### Dataset extract

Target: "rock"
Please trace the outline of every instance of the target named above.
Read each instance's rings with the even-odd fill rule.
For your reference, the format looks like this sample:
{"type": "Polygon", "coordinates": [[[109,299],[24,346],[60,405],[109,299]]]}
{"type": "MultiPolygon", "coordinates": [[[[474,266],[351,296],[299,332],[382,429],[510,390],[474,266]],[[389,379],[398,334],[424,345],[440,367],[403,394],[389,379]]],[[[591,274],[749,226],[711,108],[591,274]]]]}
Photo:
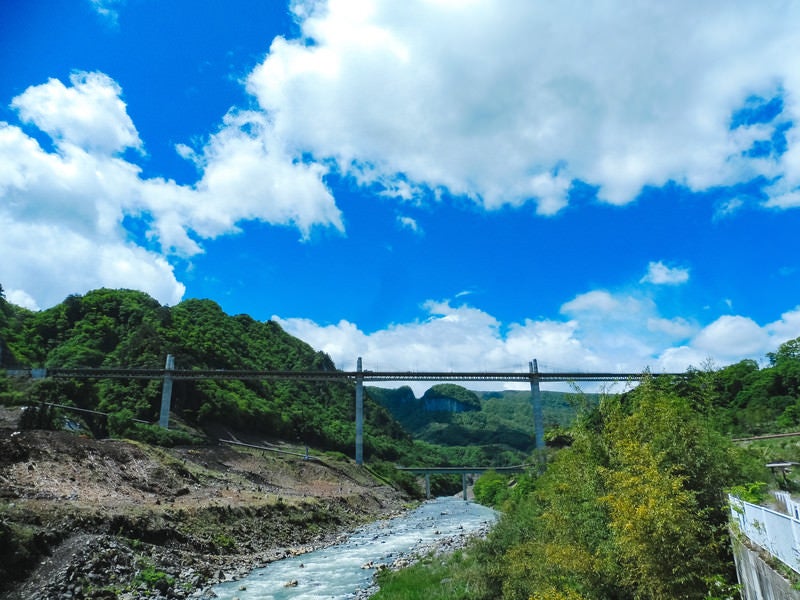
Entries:
{"type": "Polygon", "coordinates": [[[291,581],[287,581],[286,583],[284,583],[283,587],[287,587],[287,588],[288,587],[297,587],[298,585],[299,585],[299,582],[297,581],[297,579],[292,579],[291,581]]]}

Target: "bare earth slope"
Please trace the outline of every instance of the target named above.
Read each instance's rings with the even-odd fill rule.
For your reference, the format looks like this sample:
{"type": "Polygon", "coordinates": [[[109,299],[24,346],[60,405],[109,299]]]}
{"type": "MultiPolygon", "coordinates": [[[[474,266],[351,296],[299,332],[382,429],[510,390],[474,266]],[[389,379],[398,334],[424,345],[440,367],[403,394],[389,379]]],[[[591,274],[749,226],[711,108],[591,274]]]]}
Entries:
{"type": "Polygon", "coordinates": [[[0,598],[200,597],[403,501],[335,457],[0,428],[0,598]]]}

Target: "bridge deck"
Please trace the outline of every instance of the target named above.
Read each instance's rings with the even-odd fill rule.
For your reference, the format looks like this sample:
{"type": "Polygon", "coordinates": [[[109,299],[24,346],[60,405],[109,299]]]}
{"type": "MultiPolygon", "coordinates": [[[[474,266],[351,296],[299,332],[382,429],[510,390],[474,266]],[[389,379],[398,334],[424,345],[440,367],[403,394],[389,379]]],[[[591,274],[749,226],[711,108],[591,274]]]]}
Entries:
{"type": "MultiPolygon", "coordinates": [[[[646,377],[680,377],[686,373],[530,373],[498,371],[267,371],[225,369],[52,368],[30,374],[59,379],[295,380],[295,381],[641,381],[646,377]]],[[[19,373],[19,371],[17,371],[19,373]]]]}
{"type": "Polygon", "coordinates": [[[515,465],[512,467],[397,467],[398,471],[406,471],[416,475],[425,475],[425,497],[431,497],[431,475],[461,475],[461,493],[467,499],[467,475],[497,471],[498,473],[524,473],[533,465],[515,465]]]}
{"type": "Polygon", "coordinates": [[[485,473],[497,471],[498,473],[524,473],[533,465],[516,465],[513,467],[397,467],[398,471],[406,471],[417,475],[462,475],[465,473],[485,473]]]}

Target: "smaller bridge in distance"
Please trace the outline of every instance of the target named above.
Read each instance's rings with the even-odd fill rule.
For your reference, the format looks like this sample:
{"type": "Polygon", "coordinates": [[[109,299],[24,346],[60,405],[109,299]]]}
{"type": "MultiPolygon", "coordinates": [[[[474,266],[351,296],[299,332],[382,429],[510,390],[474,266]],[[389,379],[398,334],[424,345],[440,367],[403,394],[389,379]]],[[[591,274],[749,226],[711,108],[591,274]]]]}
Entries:
{"type": "Polygon", "coordinates": [[[467,499],[467,475],[481,474],[486,471],[497,473],[524,473],[533,465],[516,465],[513,467],[397,467],[398,471],[406,471],[415,475],[425,475],[425,497],[431,497],[431,475],[461,475],[461,491],[467,499]]]}

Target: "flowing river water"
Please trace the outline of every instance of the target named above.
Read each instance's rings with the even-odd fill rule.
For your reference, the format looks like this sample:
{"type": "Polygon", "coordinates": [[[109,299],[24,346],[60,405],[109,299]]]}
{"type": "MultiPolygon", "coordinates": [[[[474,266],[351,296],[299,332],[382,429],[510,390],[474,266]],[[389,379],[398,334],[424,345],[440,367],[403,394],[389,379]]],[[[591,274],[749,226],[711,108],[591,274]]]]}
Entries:
{"type": "Polygon", "coordinates": [[[490,508],[458,498],[437,498],[399,517],[371,523],[346,541],[256,569],[213,588],[221,600],[357,598],[376,568],[425,553],[451,538],[485,530],[497,519],[490,508]]]}

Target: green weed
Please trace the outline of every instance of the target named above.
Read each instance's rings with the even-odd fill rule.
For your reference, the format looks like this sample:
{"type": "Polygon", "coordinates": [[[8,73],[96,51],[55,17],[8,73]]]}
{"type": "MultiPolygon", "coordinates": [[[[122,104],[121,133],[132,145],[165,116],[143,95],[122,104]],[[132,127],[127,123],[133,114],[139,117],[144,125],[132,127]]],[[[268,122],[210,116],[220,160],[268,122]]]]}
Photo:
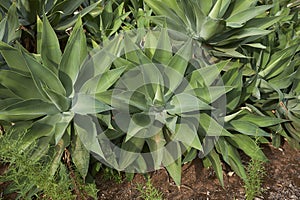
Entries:
{"type": "MultiPolygon", "coordinates": [[[[256,140],[256,142],[258,142],[256,140]]],[[[259,149],[259,148],[258,148],[259,149]]],[[[245,180],[246,200],[253,200],[262,193],[263,178],[266,174],[264,161],[251,159],[247,168],[245,180]]]]}
{"type": "Polygon", "coordinates": [[[50,176],[51,158],[33,160],[31,155],[36,146],[21,150],[20,143],[21,138],[13,138],[9,133],[0,135],[0,162],[9,164],[8,170],[0,176],[1,182],[10,183],[4,195],[17,193],[17,199],[73,200],[78,194],[87,194],[96,199],[95,186],[85,185],[79,176],[71,176],[63,162],[55,176],[50,176]]]}
{"type": "Polygon", "coordinates": [[[147,182],[145,185],[138,184],[136,188],[140,192],[139,198],[144,200],[162,200],[163,194],[157,188],[155,188],[151,179],[147,178],[147,182]]]}

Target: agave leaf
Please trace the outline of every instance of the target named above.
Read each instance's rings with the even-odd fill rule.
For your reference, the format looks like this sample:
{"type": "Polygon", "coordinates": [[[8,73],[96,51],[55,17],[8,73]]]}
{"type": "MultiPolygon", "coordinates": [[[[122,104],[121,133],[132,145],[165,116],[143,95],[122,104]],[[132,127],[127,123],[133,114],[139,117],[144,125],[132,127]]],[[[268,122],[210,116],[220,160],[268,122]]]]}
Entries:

### Exercise
Keep only those lines of the records that hold "bridge", and return them.

### Answer to the problem
Target: "bridge deck"
Target: "smaller bridge in distance"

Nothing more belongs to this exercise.